● **Latihan Singkat A**
Sebutkan setiap negara yang namanya muncul dalam teks tentang krisis Libya.

___ Teks Halaman ___

Dari krisis Libya itu sendiri, intervensi NATO (North Atlantic Treaty Organization) menentukan perkembangan pergolakan politik tersebut. Dalam hal ini, NATO mendapatkan mandat dari PBB untuk melakukan intervensi.[v] Dengan landasan tersebut, NATO dalam mencapai kepentingannya, menggunakan instrumen kekerasan dengan menyerang pangkalan-pangkalan militer pasukan loyalis Khadafi, walaupun dalam implementasinya banyak menewaskan warga sipil. Sesuai dengan paradigma realis, keterlibatan NATO dalam krisis Libya tentunya didasari beberapa kepentingan. Kepentingan kapital dan geopolitik merupakan dua hal yang diperjuangkan. Kepentingan kapital berkaitan dengan ladang minyak yang dimiliki Libya. Jika negara-negara NATO seperti Amerika Serikat dan negara barat lainnya, dapat menanamkan pengaruhnya, tentunya hal ini akan berimplikasi pada kontrol perminyakan Libya. Di lain hal, kepentingan geopolitik lebih dikaitkan dengan pergolakan politik di negara-negara Arab dan posisi strategis Libya dalam kawasan tersebut. Berbicara dalam konteks ini, peran utama dalam intervensi NATO tentunya dipegang oleh Amerika Serikat. Dalam hal ini, NATO menjadi kepanjangan tangan Amerika Serikat dalam melihat kepentingannya yaitu menanamkan pengaruhnya di Libya dan terkait ladang minyaknya. Inggris dan Perancis juga merupakan dua negara yang turut serta dalam operasi militer di Libya.[vi] Kedua negara ini memiliki kepentingan untuk memperbaiki perekonomian negaranya dengan melirik kekayaan minyak dan sejumlah mineral lainnya yang melimpah di Libya. Seperti halnya dengan Amerika Serikat, kedua negara ini juga berkepentingan untuk menurunkan Khadafi dari tampuk kekuasaannya dalam menanamkan pengaruhnya di Libya. Khadafi dikenal sebagai pemimpin yang anti barat dan menjadi penghambat kepentingan barat.

___ Entri ___

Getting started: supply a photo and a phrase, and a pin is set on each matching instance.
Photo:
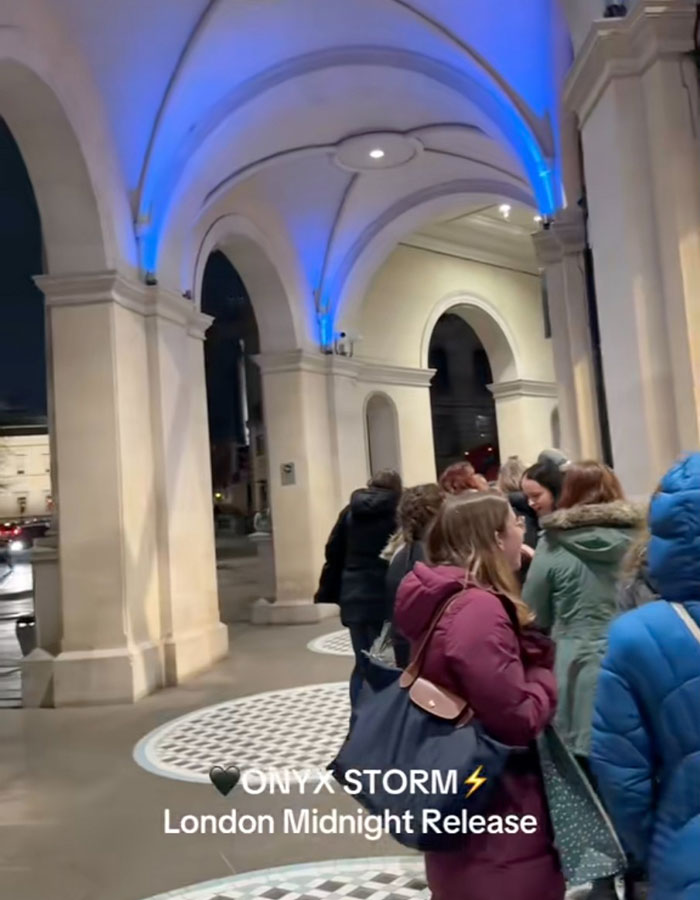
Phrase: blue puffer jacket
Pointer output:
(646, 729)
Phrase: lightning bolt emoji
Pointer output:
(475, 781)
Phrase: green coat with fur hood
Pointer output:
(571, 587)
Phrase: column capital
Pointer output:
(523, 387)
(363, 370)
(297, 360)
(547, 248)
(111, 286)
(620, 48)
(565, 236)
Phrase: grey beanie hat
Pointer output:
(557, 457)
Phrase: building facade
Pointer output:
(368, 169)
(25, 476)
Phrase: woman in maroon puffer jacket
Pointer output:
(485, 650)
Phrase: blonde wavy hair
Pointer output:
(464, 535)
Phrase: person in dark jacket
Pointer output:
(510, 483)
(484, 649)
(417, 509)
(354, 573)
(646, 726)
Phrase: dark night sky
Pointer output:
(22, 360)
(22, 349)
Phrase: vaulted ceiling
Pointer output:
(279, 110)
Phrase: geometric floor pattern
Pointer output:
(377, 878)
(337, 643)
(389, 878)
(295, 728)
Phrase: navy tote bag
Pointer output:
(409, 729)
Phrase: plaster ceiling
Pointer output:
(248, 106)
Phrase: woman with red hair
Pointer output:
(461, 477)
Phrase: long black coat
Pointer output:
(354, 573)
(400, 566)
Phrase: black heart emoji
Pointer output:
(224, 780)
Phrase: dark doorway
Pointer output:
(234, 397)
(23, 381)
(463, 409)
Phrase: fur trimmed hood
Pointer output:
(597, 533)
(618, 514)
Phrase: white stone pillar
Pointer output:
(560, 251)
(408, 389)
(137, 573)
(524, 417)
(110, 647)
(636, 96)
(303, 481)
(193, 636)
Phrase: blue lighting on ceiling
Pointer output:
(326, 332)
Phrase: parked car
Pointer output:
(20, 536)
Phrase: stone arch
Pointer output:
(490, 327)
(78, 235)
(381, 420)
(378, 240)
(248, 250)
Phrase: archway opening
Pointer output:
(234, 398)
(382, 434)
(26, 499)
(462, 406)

___
___ Entri ___

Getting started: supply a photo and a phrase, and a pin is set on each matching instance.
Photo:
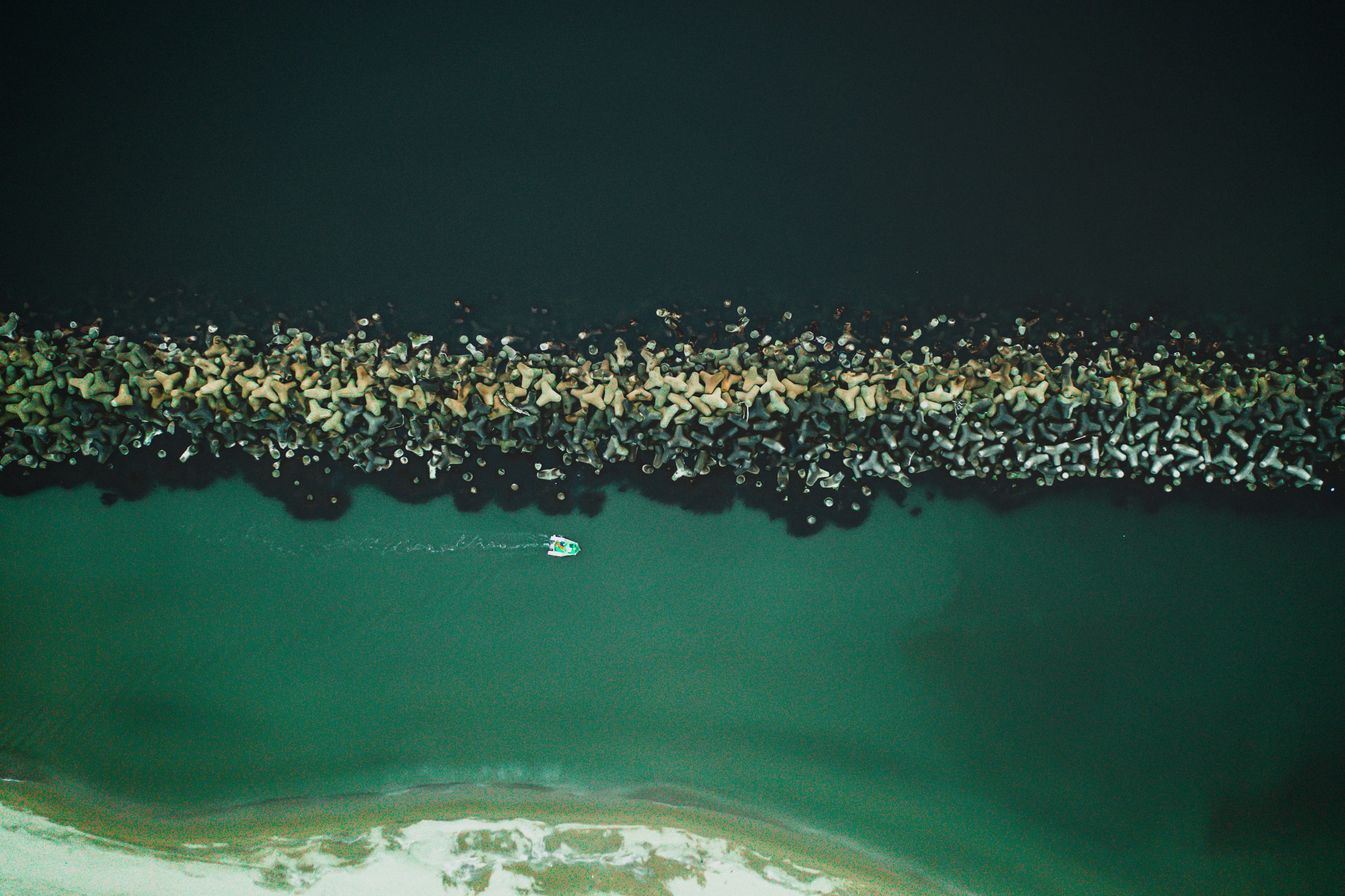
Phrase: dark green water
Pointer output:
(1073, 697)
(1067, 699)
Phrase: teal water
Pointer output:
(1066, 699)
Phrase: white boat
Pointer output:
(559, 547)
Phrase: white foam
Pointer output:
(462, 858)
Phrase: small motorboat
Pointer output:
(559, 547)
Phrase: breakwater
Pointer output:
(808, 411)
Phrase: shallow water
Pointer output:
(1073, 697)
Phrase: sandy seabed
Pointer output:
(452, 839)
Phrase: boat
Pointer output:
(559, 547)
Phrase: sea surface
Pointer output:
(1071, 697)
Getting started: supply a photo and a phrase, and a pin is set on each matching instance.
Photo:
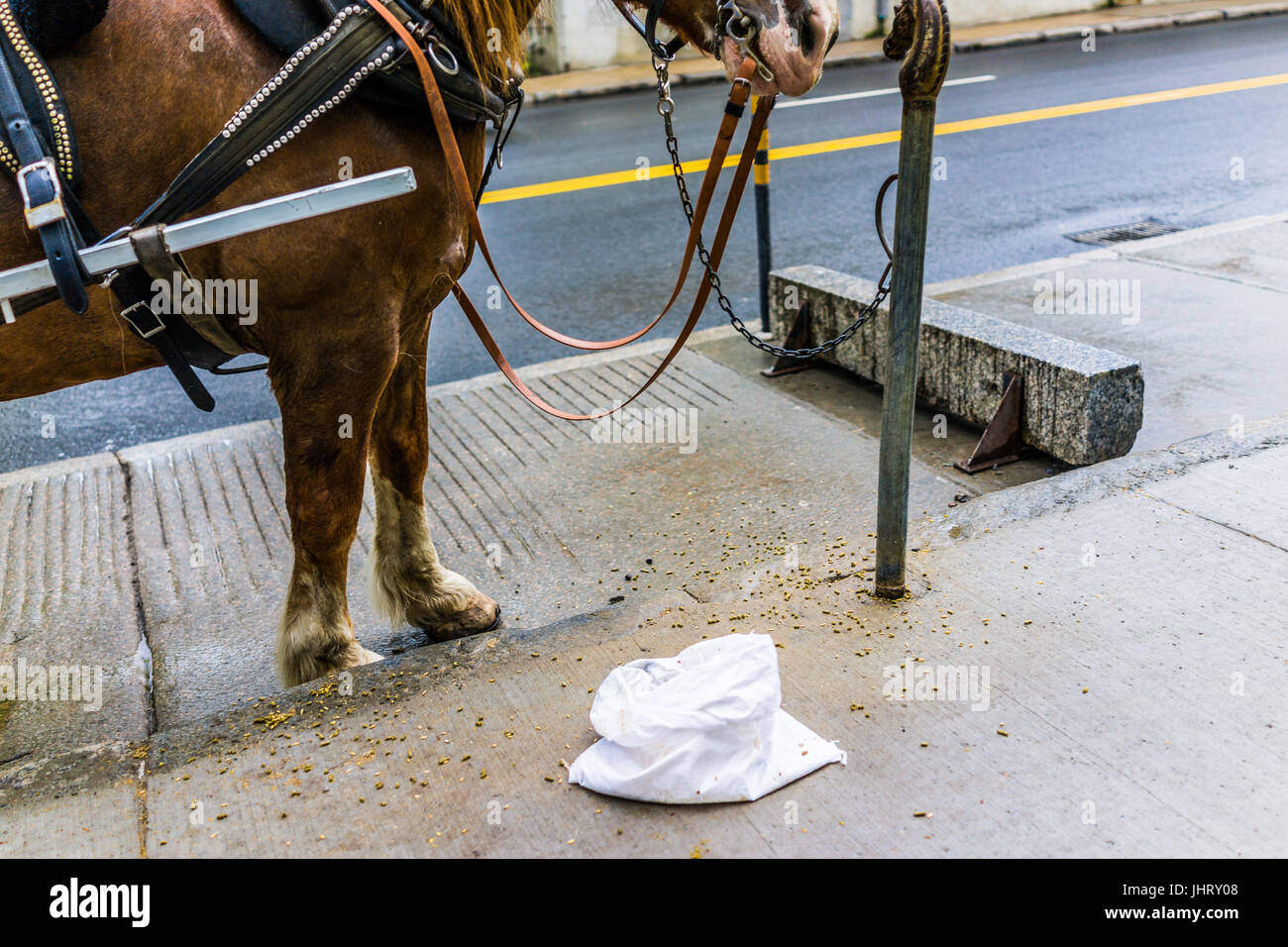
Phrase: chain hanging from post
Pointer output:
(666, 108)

___
___ Entri ___

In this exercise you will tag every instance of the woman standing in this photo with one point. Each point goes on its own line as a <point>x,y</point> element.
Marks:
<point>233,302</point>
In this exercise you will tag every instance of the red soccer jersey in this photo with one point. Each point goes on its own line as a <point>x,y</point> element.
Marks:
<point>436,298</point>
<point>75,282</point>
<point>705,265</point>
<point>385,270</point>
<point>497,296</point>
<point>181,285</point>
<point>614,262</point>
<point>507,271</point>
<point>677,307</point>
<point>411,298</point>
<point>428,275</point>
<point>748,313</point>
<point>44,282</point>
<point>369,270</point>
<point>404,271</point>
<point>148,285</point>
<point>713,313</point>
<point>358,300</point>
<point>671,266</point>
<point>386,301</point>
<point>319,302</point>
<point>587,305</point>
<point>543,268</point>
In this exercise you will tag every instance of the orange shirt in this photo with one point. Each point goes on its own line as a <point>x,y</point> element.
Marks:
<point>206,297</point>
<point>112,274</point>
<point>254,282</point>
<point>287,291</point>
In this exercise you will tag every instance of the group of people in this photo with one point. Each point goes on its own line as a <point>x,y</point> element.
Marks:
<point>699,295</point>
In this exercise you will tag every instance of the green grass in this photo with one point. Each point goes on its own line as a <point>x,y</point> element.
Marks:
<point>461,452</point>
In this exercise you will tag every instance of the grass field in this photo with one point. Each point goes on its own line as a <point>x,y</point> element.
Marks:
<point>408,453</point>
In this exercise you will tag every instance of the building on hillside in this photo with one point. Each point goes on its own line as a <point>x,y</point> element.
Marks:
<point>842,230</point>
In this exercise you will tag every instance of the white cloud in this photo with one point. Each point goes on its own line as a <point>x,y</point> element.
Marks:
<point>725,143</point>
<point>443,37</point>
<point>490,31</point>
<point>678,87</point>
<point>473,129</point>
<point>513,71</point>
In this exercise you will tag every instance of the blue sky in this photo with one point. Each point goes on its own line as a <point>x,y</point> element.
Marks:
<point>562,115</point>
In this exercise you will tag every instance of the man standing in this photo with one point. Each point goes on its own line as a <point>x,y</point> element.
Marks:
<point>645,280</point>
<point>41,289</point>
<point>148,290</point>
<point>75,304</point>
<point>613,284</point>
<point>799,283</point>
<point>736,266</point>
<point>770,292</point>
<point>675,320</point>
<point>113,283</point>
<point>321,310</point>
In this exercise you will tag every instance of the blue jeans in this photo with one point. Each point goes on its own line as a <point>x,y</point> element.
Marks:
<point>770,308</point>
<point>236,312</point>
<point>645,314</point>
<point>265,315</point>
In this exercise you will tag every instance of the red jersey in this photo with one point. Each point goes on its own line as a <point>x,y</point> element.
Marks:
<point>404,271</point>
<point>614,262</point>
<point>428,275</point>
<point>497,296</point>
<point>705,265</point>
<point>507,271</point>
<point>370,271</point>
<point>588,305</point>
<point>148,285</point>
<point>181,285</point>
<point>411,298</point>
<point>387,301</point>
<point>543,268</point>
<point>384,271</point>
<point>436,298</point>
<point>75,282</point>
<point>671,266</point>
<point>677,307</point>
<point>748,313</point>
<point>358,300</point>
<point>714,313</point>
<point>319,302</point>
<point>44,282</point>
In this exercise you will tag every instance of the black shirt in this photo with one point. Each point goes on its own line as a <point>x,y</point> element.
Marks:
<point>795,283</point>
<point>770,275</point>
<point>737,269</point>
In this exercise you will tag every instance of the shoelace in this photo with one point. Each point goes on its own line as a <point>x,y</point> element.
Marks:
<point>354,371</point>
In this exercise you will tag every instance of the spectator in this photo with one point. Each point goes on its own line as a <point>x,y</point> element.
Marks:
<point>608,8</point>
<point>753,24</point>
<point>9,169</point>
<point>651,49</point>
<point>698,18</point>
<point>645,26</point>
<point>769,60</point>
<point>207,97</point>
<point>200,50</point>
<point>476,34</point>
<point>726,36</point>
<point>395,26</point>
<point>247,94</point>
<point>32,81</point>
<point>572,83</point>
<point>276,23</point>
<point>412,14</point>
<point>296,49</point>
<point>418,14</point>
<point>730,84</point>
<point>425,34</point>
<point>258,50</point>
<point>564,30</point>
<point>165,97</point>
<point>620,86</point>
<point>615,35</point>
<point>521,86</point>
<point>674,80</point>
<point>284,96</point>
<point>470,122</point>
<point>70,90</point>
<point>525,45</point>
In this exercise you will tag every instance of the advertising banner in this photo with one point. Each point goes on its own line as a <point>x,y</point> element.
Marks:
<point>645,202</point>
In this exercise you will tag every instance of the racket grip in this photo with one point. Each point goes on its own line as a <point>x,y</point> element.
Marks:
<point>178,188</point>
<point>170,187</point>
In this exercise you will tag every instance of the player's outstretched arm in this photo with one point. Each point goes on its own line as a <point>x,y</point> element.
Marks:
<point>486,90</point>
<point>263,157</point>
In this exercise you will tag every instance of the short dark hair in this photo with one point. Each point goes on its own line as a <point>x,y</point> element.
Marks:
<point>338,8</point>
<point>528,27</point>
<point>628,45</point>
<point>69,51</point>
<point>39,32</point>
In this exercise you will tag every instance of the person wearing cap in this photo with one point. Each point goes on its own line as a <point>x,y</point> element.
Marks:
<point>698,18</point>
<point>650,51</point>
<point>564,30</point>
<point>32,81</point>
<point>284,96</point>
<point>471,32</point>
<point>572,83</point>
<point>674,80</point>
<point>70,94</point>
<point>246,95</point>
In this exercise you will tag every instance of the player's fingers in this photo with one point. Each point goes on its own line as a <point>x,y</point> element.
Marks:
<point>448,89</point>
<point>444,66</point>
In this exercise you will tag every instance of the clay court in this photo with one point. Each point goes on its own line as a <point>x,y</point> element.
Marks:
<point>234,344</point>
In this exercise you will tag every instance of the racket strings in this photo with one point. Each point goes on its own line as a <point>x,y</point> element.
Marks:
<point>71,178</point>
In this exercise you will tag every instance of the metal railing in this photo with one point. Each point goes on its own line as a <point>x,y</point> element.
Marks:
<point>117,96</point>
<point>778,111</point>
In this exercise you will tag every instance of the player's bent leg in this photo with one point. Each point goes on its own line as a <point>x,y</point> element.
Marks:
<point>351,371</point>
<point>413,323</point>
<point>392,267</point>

___

● **Latihan Singkat B**
Ubah entri mulai dari baris yang memuat "In this exercise you will tag every instance of the green" hingga dan termasuk baris yang memuat "<point>461,452</point>" menjadi CSV dua kolom bernama instruksi dan hasil. Buat satu baris per entri, dengan setiap nilai di dalam tanda kutip dan jeda baris diganti spasi.

● **Jawaban Akhir A**
Libya, Amerika Serikat, Inggris, Perancis

● **Jawaban Akhir B**
instruksi,hasil
"In this exercise you will tag every instance of the green grass in this photo with one point. Each point goes on its own line as a <point>x,y</point> element. Marks:","<point>461,452</point>"